What is needed: Pick out each line in these entries that contains the string "necklace".

** Supplied material follows **

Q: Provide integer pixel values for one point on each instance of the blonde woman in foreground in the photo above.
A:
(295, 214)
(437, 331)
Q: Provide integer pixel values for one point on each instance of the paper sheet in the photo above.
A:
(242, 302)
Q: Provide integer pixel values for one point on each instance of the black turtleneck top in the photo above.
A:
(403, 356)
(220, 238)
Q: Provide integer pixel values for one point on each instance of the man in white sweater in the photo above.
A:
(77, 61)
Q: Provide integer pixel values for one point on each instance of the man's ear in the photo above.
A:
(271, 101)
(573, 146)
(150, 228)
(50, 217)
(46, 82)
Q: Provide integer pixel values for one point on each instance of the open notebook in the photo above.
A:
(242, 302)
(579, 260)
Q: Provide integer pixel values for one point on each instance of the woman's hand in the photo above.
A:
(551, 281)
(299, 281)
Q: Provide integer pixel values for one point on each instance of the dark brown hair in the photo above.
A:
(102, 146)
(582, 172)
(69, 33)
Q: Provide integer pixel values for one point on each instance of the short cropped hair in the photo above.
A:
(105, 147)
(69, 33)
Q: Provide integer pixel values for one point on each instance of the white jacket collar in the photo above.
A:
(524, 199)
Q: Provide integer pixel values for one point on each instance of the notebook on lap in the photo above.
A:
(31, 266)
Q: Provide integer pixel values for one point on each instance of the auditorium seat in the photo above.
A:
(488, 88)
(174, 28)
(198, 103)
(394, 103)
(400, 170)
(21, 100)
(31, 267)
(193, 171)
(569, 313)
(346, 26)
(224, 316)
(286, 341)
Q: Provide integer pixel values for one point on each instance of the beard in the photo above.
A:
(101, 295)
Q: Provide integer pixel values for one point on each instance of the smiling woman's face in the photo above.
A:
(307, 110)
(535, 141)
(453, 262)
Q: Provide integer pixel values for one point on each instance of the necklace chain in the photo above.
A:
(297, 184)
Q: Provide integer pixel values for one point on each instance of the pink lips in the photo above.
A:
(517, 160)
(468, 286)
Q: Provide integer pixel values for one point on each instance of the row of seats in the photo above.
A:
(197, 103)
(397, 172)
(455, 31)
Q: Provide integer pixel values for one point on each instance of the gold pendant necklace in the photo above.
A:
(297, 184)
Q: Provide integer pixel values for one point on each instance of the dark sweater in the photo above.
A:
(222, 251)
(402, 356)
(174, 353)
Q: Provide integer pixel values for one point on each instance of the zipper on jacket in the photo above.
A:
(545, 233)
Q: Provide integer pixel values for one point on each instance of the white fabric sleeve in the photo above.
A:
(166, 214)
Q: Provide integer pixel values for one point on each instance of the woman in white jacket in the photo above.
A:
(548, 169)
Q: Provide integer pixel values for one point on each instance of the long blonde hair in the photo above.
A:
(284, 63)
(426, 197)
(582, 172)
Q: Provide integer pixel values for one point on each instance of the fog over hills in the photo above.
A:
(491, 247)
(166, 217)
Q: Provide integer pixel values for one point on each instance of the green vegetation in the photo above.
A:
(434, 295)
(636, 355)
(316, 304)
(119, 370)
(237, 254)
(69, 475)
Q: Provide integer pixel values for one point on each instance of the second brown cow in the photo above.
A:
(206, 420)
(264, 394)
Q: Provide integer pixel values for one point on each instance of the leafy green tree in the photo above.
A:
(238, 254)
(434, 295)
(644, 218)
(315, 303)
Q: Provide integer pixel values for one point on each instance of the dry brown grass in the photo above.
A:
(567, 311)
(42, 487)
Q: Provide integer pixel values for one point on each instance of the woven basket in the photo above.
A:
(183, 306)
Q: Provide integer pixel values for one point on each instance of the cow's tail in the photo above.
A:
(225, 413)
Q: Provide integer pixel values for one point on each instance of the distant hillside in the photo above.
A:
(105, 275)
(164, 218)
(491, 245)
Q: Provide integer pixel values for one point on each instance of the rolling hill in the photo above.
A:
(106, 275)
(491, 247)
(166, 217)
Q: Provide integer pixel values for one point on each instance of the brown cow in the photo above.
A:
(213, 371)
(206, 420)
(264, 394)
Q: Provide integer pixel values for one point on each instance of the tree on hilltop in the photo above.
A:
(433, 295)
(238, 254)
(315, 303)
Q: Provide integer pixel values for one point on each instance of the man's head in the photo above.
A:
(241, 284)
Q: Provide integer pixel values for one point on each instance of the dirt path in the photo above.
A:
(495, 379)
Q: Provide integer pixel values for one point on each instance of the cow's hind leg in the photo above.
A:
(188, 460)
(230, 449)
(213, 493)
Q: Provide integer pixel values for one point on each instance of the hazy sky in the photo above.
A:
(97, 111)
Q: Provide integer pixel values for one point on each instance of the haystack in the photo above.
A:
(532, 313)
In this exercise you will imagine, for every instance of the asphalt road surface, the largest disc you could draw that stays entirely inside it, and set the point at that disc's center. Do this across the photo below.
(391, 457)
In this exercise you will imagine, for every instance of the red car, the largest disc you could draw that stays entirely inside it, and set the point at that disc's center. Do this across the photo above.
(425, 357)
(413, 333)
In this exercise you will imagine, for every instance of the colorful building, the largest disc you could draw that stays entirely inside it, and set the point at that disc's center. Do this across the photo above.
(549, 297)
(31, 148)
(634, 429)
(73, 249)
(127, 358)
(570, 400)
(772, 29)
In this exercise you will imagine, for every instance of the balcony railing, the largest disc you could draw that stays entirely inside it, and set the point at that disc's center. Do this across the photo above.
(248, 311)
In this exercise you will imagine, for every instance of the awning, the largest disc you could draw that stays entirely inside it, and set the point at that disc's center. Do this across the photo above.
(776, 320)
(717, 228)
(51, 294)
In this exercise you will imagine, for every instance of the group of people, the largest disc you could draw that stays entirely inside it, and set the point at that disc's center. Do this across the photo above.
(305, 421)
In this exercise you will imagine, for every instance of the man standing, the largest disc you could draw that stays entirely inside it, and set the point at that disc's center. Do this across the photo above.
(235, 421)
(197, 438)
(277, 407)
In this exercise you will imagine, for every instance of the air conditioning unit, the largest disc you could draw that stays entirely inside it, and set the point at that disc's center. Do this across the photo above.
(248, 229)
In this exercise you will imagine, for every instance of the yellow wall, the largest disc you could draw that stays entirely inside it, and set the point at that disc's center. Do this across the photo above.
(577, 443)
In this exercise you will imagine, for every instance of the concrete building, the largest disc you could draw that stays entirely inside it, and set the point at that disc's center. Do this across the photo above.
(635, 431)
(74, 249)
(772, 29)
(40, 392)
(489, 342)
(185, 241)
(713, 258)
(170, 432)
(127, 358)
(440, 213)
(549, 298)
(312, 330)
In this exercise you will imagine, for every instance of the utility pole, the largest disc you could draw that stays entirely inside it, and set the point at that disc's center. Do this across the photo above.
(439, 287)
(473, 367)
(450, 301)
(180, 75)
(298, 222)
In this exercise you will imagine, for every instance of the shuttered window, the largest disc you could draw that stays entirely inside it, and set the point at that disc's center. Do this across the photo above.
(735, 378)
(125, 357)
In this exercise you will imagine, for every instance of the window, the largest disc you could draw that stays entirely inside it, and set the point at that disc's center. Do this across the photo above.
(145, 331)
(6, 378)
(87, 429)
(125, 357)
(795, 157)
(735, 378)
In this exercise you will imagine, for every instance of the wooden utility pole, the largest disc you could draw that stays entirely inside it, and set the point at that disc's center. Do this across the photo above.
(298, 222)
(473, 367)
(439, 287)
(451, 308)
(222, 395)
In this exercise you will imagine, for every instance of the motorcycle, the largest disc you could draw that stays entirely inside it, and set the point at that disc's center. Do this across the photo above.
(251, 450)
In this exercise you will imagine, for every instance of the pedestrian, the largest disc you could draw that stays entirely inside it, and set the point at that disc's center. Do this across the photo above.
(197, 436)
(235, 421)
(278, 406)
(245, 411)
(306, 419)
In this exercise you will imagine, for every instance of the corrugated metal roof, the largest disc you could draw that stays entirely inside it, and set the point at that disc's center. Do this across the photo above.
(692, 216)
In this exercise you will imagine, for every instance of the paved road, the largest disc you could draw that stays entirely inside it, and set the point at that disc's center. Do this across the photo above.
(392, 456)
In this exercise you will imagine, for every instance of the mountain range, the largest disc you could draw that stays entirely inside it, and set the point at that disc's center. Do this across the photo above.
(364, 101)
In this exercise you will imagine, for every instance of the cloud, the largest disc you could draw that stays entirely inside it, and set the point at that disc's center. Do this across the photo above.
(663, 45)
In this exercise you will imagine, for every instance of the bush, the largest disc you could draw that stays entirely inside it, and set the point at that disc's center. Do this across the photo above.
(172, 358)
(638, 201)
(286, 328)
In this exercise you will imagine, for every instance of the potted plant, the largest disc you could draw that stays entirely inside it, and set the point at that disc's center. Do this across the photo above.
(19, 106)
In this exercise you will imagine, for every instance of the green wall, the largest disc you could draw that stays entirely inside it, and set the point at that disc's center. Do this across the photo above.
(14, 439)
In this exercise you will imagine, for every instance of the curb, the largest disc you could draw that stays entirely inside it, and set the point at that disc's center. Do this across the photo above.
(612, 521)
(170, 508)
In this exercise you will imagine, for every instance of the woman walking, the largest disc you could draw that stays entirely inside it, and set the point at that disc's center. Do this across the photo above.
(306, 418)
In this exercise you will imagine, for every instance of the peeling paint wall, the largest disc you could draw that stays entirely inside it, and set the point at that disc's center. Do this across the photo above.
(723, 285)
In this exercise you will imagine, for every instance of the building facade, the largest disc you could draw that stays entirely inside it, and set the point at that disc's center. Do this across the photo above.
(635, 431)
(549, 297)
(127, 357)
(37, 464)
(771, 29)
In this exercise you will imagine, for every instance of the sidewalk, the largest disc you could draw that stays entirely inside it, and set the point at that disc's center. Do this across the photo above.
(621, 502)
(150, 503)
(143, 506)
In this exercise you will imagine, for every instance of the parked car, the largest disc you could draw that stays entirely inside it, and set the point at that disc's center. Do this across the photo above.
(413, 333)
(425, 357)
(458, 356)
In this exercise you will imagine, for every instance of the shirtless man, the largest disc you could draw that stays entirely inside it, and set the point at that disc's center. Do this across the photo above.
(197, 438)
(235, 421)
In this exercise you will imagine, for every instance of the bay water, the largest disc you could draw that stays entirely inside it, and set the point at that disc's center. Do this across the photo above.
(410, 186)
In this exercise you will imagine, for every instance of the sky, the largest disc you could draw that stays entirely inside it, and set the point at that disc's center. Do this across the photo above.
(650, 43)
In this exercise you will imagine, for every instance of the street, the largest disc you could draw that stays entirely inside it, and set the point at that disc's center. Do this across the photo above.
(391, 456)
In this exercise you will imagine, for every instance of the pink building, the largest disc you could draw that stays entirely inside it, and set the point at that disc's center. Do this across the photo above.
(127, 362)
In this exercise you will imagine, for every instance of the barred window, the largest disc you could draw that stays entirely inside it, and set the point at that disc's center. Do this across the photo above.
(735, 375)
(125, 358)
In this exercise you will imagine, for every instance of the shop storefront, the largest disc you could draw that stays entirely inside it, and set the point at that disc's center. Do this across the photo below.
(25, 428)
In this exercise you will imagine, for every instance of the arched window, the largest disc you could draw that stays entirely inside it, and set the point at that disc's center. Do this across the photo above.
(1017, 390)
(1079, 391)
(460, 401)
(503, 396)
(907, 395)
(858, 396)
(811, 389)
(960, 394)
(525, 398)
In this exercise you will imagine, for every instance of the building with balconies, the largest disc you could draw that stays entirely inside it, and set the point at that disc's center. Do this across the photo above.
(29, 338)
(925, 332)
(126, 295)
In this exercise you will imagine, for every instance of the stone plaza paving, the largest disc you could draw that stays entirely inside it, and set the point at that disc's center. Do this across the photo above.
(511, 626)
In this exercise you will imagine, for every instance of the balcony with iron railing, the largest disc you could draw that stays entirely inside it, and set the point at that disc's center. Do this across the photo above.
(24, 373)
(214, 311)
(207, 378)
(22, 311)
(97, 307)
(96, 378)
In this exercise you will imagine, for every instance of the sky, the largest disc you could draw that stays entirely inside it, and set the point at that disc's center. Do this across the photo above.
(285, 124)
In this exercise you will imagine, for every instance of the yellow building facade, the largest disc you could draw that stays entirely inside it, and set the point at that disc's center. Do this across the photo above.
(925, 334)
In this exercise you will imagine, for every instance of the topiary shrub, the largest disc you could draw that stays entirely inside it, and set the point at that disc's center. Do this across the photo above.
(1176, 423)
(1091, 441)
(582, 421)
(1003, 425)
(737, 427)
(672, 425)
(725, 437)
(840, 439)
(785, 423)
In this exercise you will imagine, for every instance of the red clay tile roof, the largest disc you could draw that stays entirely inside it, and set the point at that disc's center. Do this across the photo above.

** End of Supplied material **

Response below:
Q: Provide integer pixel values for one point on each instance of the necklace chain in the photo above.
Q: Provide integer pixel values for one point on each instance of the gold pendant necklace in the photo above.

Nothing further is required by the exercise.